-- Selected extract --

Deadnaming, or being called by an outdated name, is another issue that trans students face here on campus, both in the official and unofficial record.

“The only reason I have the right [preferred] name on my ID tag is that my dad tricked them,” says Teague. “He marched me into the office during the tour and was like, ‘This is James Teague, take a photo!’ When I got to campus, they still had me down as my deadname and they gave me a temp card because I hadn’t ‘gotten my picture taken.’ But I did have it.”

Teague’s ID currently has his preferred name. However, he says, “I don’t have my name in correctly anywhere else on this campus.”

Lynch had much the same. “I was misgendered a lot at first,” he says. “I didn’t really want to confront the teachers, because a lot of the professors are older. There was actually a different professor that confronted the professors and explained it to them. It was nice, but I didn’t want to have that confrontation.”

With all the negatives that come with being trans at Johnson, Lynch still feels positive about it.
“It’s nice here because people are really accepting,” he says. “I lived in the south for a while. It’s great here, but there are still spots I’m still uncomfortable.”

Teague has less positive things to say about the culture and attitude of students and faculty regarding trans people. “It’s not good,” he says. “I wouldn’t even say it’s okay. For the most part, a lot of the teachers and the staff are fine. There have been a few off comments, but that’s expected. But the student body hates us. I have not had a pleasant interaction with another student about being transgender unless that student was also trans.”

-- Provided material --

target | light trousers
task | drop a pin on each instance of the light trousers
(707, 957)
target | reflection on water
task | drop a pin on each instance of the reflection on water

-- Work item A --
Rewrite the excerpt about trans students' experiences on campus from "Teague’s ID currently" up to and including "positive about it.", substituting "conversation" for "confrontation".
-- Work item B --
Continue the excerpt about trans students' experiences on campus from the point where it stops.
The material is not needed.

-- Answer A --
Teague’s ID currently has his preferred name. However, he says, “I don’t have my name in correctly anywhere else on this campus.”

Lynch had much the same. “I was misgendered a lot at first,” he says. “I didn’t really want to confront the teachers, because a lot of the professors are older. There was actually a different professor that confronted the professors and explained it to them. It was nice, but I didn’t want to have that conversation.”

With all the negatives that come with being trans at Johnson, Lynch still feels positive about it.

-- Answer B --
Plus, he adds, it’s less about things being stellar and more about them being just passable. “I didn’t really have to fight with res life to get my room,” he says. “It just took a while. I had to be patient about a lot of it, which is really hard because I didn’t want to keep waiting for things. A lot of people don’t know how to react or how to help. I’m either telling them how to help or letting them figure it out on their own.”
Lynch summarizes the lukewarm friendliness and mild hostility with the way he comes out to new people: “I’m never really hiding it, I’m just not like, ‘Hello my name is James. I am trans.’ I’m gonna let you figure it out by yourself. It’s a partial fear of me coming out and you reacting badly, and partially I want to see how smart people are. If I’m obvious about it, I want to see how long it takes people to notice.”

When asked about his mostly-positive experience versus so many others’ negative ones, Lynch said, “My experience differs from a lot of people. I didn’t really come out here at Johnson. I just let people question until they asked me. A lot of people kinda figured it out by themselves. I do wear a rainbow beanie almost every day and have a trans sticker on my phone.”

Part of the frustration comes with a disconnect between trans students and administrators. Both Lynch and Teague expressed frustration at the lack of administrative support for trans issues. “Here, there’s no community for me,” said Teague. “It’s openly hostile. We have a gay flag up, but it’s so performative it makes me sick.”

While there are no department-specific formal policies that mention trans students other than the non-discrimination policy known as 311, which can be found at resolve.vsc.edu, the State of Vermont released a document called “Continuing Best Practices for Schools Regarding Transgender and Gender Nonconforming Students.”

According to this document, “It is the policy of the State of Vermont that all Vermont educational institutions provide safe, orderly, civil, and positive learning environments.”
But even if formal policies do get written, Teague says, things won’t change. “For the most part, I don’t think the administration can do much to change the environment here,” says Teague, “because it’s not the administration, it’s the students.”

Several other trans and nonbinary students were contacted for interviews, but declined due to their concerns about safety. Other students’ experiences will appear in Part Two of this series.